ILO: Youth joblessness near crisis peak

Youth joblessness is almost back at its peak following the outbreak of the global economic crisis and is unlikely to ease until at least 2016, the International Labour Organization warned Tuesday.

The ILO said nearly 75 million youths or 12.7 percent of people aged 15 to 24 will be out of work this year, up from 12.6 percent in 2011.

The jobless total is creeping towards the 75.4 million unemployed in 2009 when the financial crisis caused the number to soar.

The picture is more gloomy if the millions who have put off or given up looking for a job are included: this would put the 2011 figure at 13.6 percent.

Youths opting to prolong their education will meanwhile enter the labour market in the coming years, putting continued pressure on the jobless rate.

"By 2016, the youth unemployment rate is projected to remain at the same high level," said the ILO.

More than a quarter (27.9 percent) of youths were unemployed in North Africa last year following the Arab spring uprisings, an increase of five percentage points on 2010.

## REQUIREMENT 1
Answer these questions using the article on youth joblessness, one line each:
(a) According to the ILO, what percentage of people aged 15 to 24 will be out of work this year?
(b) How many young people were unemployed in 2009?
(c) What share of youths in North Africa were unemployed last year?
## REQUIREMENT 2
Extend the article on youth joblessness with a few more sentences that carry on from its last one.

## PROVIDED DATA
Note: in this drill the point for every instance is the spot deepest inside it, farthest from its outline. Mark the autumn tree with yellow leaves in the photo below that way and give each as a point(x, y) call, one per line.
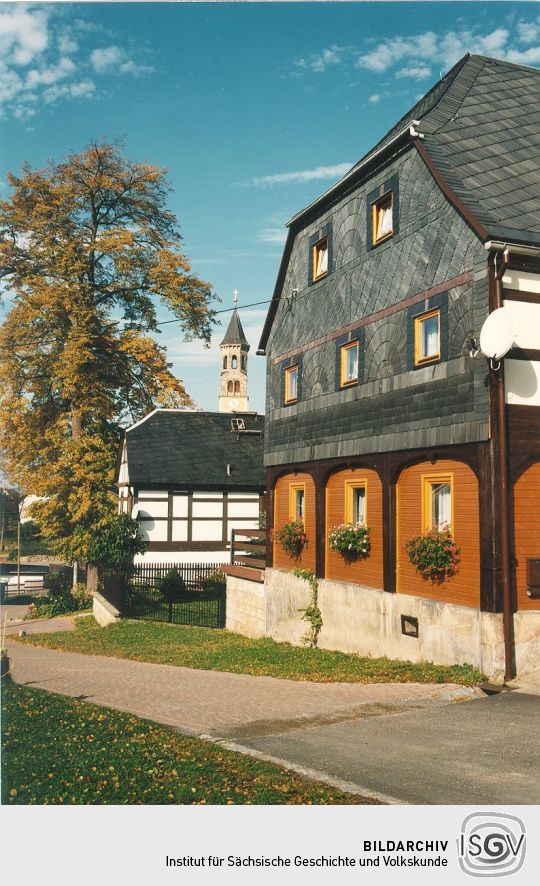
point(88, 249)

## TASK RESULT 1
(a) 12.7 percent
(b) 75.4 million
(c) 27.9 percent

## TASK RESULT 2
The Middle East figure stood at 26.5 percent in the report's regional breakdown.

In its Global Employment Trends for Youth report, ILO suggests offering tax and other incentives to businesses hiring young people and more entrepreneurship programmes to help youths kick-start a career.

"The youth unemployment crisis can be beaten but only if job creation for young people becomes a key priority in policy-making and private sector investment picks up significantly," said executive director of the ILO's employment sector, Jose Manuel Salazar-Xirinachs.

The statistics showed the jobs crisis tended to have a stronger impact on women in most regions.